# [課題内容]
Neusoft大学についての記事のうち、「また、教員一人一人の教育の質」から「システムの開発が進んでいる。」までをすべて、一字も変えずに書き写しなさい。

# [提示文]
経済・企業コロナで消える・勝ち残る大学

約3万6000人の学生が「AI」によって一人一人最適化された教育を受ける……中国のNeusoft大が日本の教育を遙かに凌駕している事実

全寮制の東軟信息学院
全寮制の東軟信息学院

 中国では、2740校の大学(うち私立は773校)で、約3000万人の学生が学ぶ。中でも急激な進化を遂げているのが、IT大手のNeusoftグループが2000年に大連市・成都市・広東省の南海に設置した私立大学、「東軟信息学院」(以下Neusoft大学)だ。

 IT関連学部、デジタルアート学部、英語学部、日本語学部など13の学部からなり、学生数は学部生と短大生で計3万6000人。卒業生の累計は10万人を超える。国士館大、北海道情報大など、日本の大学とも交換留学などの協定を結んでいる。オンライン教育の豊富なノウハウと先進的な教育プラットフォームを武器に、リアルとオンラインを融合させた教育を展開する。

 Neusoft大学の温涛学長によると、同大学は個々の学生のモチベーションアップと学習効率の向上を図りながら、学びを支援するオープンな「学習センター」化を急ぐという。そこでは、AIを活用し、学生一人一人にパーソナライズされた教育を提供する。具体的には、学生の学習プロセスの分析、パフォーマンスの分析などによって弱点を見極め、克服を図っていく。学習者主体のアクティブラーニングを継続的に実施し、学生の知識を深め、能力を引き上げる。

 また、教員一人一人の教育の質を確保するため、学生への授業アンケートのほか、学習の到達目標と達成度などの情報をAIで統合させた評価システムを作り上げるという。

 Neusoft大学のオンライン教育プラットフォームは、すでに約300の大学で8万7000人に活用されている。さらなる成長戦略として、他大学へプラットフォームを提供するという新たなビジネスモデルを展開している。

最初に設立された大連東軟信息学院のほかに二つの分校がある
最初に設立された大連東軟信息学院のほかに二つの分校がある

教育システム販売も

 中国の大学は、原則的に全て全寮制。新型コロナウイルスの感染拡大を受け、日本の文部科学省に相当する中国教育部による「停課不停学(休校しても学習は続ける)」の方針により、大規模なオンライン教育を開始した。教育部のデータによると、20年5月8日時点で全国1454の大学がオンライン教育を開始し、107万のコースをオンラインで開講。1775万人の大学生がオンライン学習に参加。合計すると、23億回のオンライン授業が開催されていることになるという。

 中国の大学の多くは、オンライン教育のメリットを実感したことで、オフライン教育の再定義、つまり、オンラインとオフラインを効果的に融合させて新たな価値を見いだそうという新たな段階に入っている。足元では、教育業界を挙げて、人工知能(AI)、ビッグデータ、クラウドコンピューティング、その他のテクノロジーを統合した教育システムの開発が進んでいる。

# [抽出項目]
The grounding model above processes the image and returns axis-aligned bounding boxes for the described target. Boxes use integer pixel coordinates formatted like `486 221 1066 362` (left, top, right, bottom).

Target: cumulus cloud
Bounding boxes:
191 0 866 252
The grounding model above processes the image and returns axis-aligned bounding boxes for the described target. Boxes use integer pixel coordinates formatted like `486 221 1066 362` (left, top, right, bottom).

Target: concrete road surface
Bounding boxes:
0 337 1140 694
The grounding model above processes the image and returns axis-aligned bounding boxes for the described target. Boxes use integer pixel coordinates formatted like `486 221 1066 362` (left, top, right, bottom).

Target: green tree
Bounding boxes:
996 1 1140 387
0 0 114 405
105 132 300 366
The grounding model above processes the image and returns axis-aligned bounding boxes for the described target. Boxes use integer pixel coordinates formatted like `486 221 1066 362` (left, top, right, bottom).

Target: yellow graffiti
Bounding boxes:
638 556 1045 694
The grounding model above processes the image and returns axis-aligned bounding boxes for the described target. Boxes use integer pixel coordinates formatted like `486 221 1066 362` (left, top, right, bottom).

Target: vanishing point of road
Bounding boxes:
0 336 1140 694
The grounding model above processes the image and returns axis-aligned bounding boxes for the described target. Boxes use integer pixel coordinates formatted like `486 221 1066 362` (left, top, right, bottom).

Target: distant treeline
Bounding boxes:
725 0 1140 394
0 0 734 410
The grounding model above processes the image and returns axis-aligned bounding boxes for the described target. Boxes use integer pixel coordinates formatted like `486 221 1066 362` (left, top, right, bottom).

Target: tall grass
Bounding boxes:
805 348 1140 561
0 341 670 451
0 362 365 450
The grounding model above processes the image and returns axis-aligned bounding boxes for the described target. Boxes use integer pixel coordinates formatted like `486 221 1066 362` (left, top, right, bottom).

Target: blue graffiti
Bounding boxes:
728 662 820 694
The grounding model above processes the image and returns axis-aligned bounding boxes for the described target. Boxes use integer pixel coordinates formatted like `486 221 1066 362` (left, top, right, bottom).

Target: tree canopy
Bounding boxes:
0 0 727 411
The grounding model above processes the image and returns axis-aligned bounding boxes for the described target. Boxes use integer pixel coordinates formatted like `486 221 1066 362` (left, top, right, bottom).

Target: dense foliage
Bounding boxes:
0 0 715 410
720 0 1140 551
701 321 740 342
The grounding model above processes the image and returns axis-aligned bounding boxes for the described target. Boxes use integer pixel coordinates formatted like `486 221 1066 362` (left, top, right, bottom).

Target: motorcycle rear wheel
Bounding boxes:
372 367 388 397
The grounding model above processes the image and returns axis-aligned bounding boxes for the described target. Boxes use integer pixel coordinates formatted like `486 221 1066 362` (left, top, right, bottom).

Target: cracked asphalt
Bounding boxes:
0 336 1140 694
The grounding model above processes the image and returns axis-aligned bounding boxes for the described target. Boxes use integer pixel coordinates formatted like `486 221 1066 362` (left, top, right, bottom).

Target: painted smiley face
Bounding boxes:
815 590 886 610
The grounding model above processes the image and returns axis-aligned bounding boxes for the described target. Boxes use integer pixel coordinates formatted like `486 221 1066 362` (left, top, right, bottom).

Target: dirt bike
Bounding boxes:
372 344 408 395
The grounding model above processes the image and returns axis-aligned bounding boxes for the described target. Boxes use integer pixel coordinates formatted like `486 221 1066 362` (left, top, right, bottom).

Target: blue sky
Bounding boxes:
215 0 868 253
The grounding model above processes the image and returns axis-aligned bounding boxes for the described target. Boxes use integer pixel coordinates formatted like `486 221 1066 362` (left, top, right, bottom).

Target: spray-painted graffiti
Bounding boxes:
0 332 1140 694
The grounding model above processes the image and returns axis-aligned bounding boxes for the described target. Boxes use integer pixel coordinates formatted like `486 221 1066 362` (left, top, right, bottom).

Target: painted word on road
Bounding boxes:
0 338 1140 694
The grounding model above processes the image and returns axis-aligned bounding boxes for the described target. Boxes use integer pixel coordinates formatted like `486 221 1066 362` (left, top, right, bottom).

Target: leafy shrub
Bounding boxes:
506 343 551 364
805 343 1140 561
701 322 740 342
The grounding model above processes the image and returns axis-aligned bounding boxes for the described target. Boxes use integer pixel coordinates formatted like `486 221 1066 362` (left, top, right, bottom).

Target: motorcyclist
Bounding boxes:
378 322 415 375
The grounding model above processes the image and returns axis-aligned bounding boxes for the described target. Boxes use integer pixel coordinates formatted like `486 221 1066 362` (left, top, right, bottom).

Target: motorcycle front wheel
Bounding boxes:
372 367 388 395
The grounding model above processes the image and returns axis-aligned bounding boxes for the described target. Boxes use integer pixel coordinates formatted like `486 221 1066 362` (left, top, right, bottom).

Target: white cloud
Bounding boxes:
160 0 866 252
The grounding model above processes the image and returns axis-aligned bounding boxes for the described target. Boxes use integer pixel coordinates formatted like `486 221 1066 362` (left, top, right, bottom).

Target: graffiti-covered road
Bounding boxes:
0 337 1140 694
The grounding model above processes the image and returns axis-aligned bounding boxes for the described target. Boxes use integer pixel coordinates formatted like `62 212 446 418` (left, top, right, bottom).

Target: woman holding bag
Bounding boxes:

# [解答例]
また、教員一人一人の教育の質を確保するため、学生への授業アンケートのほか、学習の到達目標と達成度などの情報をAIで統合させた評価システムを作り上げるという。

 Neusoft大学のオンライン教育プラットフォームは、すでに約300の大学で8万7000人に活用されている。さらなる成長戦略として、他大学へプラットフォームを提供するという新たなビジネスモデルを展開している。

最初に設立された大連東軟信息学院のほかに二つの分校がある
最初に設立された大連東軟信息学院のほかに二つの分校がある

教育システム販売も

 中国の大学は、原則的に全て全寮制。新型コロナウイルスの感染拡大を受け、日本の文部科学省に相当する中国教育部による「停課不停学(休校しても学習は続ける)」の方針により、大規模なオンライン教育を開始した。教育部のデータによると、20年5月8日時点で全国1454の大学がオンライン教育を開始し、107万のコースをオンラインで開講。1775万人の大学生がオンライン学習に参加。合計すると、23億回のオンライン授業が開催されていることになるという。

 中国の大学の多くは、オンライン教育のメリットを実感したことで、オフライン教育の再定義、つまり、オンラインとオフラインを効果的に融合させて新たな価値を見いだそうという新たな段階に入っている。足元では、教育業界を挙げて、人工知能(AI)、ビッグデータ、クラウドコンピューティング、その他のテクノロジーを統合した教育システムの開発が進んでいる。